Supplied passage Start Marker
From the
Wall Street Journal opinion page:
There Is No Reason to Panic
If Fannie Mae and Freddie Mac were ordinary corporations, the sudden collapse of investor confidence last week would have set them to work on their bankruptcy applications. But they are not ordinary corporations -- and they are likely to survive because their debt securities have been viewed for decades as ultimately backed by the U.S. government. Barring the unlikely event of a credit market loss of confidence in the U.S. government itself, they should be able to attract the necessary financing for continued operations.
The key judgment about their financial condition will not be made by the equity markets, but by their regulator, the Office of Federal Housing Enterprise Oversight (OFHEO). As long as OFHEO believes they are adequately capitalized -- as James Lockhart, the director of the agency, affirmed in a public statement last week -- they will continue to operate: buying, holding and securitizing mortgages as they have for decades. And last night the Treasury and the Federal Reserve announced they would take steps to prop up the two corporations if and as needed.
So there is no reason for stock market panic, nor for handwringing in the credit markets about an imminent default. Indeed, with the Senate finally -- after months of dithering -- passing legislation on Friday for a strong new Fannie and Freddie regulator, there is hope that the government will finally be able to rein in the excesses of these enterprises.
Yet there is little evidence the real lessons have sunk in. Just as the grave risks Fannie and Freddie create for taxpayers are finally being recognized, Fed Chairman Ben Bernanke and Treasury Secretary Henry Paulson were asking a seemingly compliant Congress to involve the Fed in supervising the largest investment banks -- which will only create similar risks elsewhere in the economy. (More on this later.)
I agree with this analysis from
The Big Picture blog:
Of course, the last time this self same page told us not to panic, it was Bear Stearn's David Malpass exhorting us not to Panic About the Credit Market:
"Equity markets have recently lost over $2 trillion in the U.S. and even more globally -- many times the likely amount of mortgage and corporate debt losses in the foreseeable future. This is in part a correction from the sharp global equity run-up through mid-July. Current prices still signal growth ahead."
How'd THAT work out?
How come every time a WSJ editorial tells us not to panic, we learn in subsequent hindsight, that Panicking is pretty much exactly what we should be doing?
By Panic, I mean pulling out all the stops to make sure any virally malignant, planet destroying financial cancer does not metastasize any further, mangling the good and the bad alike (or destroying a planet to make way for an interstellar bypass)?
Is there any reason to expect this chuckle-headed plea is going to turn out any different than the last chuckle-headed plea did?
I don't know about you, but when people start telling me not to panic, I start to wonder if maybe I should be panicking.
Supplied passage End Marker
Data for review Start Marker
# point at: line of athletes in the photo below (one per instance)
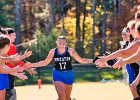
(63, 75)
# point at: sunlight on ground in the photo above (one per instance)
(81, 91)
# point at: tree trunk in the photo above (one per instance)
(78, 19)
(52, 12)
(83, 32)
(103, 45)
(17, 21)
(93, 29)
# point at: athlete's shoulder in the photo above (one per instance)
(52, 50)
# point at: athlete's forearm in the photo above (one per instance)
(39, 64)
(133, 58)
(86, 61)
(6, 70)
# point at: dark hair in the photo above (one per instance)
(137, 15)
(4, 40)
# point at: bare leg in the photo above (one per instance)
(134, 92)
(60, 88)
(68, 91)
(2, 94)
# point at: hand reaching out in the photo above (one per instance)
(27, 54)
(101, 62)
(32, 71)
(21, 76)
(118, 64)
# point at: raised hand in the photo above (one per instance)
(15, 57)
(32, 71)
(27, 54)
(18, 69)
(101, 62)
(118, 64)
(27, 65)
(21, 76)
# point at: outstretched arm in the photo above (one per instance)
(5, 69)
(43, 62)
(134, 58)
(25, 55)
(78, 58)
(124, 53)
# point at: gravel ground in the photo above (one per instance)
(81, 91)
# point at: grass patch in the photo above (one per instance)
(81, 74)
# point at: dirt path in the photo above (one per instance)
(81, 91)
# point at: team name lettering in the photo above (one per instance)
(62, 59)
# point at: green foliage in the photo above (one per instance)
Data for review End Marker
Data for review Start Marker
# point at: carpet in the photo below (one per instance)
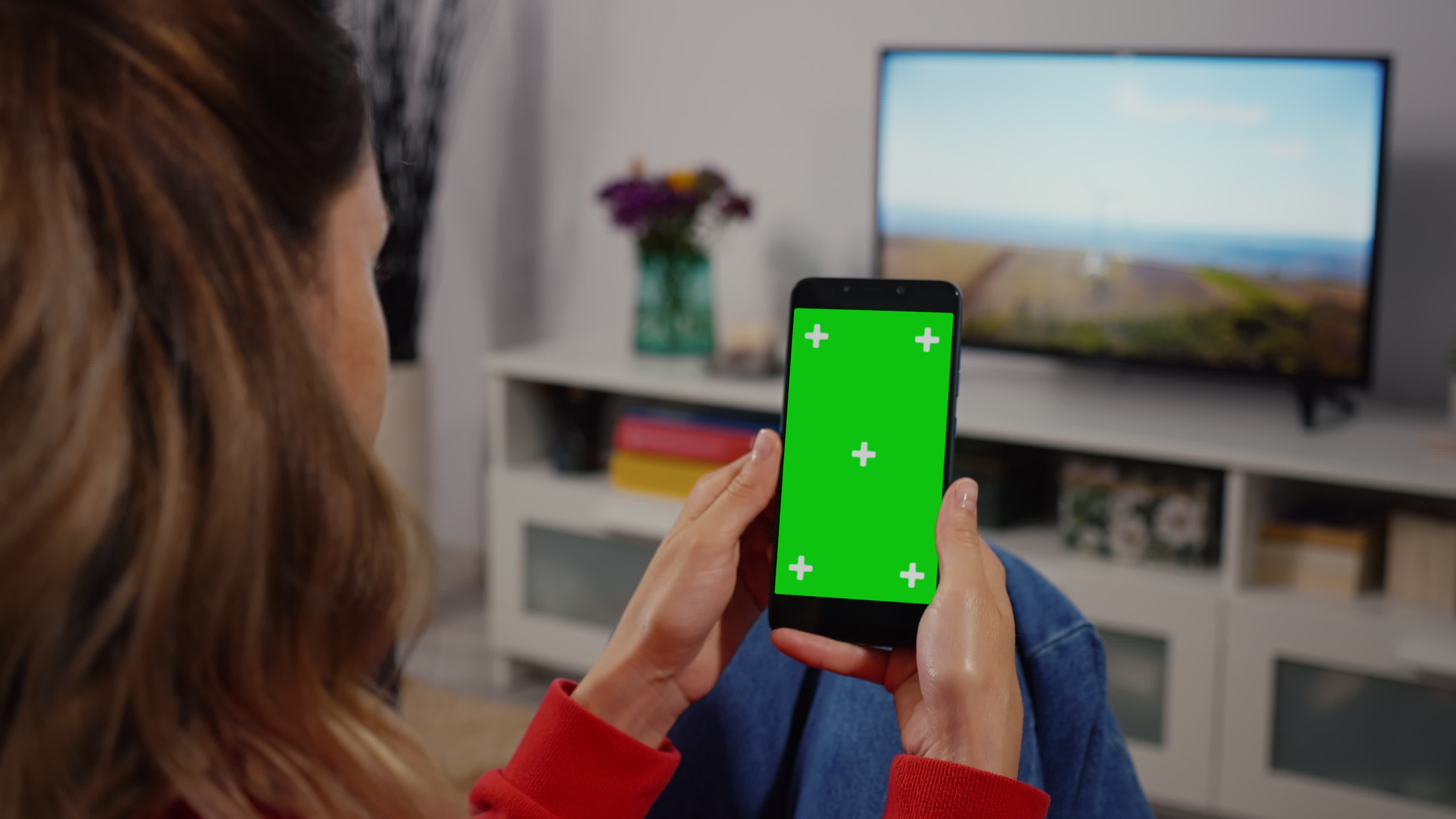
Data for review End Marker
Rewrite the paragraph of the Fannie Mae and Freddie Mac commentary that begins "The key judgment about their financial condition" as a short list that keeps its main facts. The entries play no part in what follows.

- The equity markets will not make the key judgment about the two companies' financial condition. Their regulator, the Office of Federal Housing Enterprise Oversight (OFHEO), will.
- Its director, James Lockhart, publicly affirmed last week that they are adequately capitalized.
- As long as OFHEO holds that view, they will keep buying, holding and securitizing mortgages as they have for decades.
- Last night the Treasury and the Federal Reserve announced that they would take steps to prop up the two corporations if and as needed.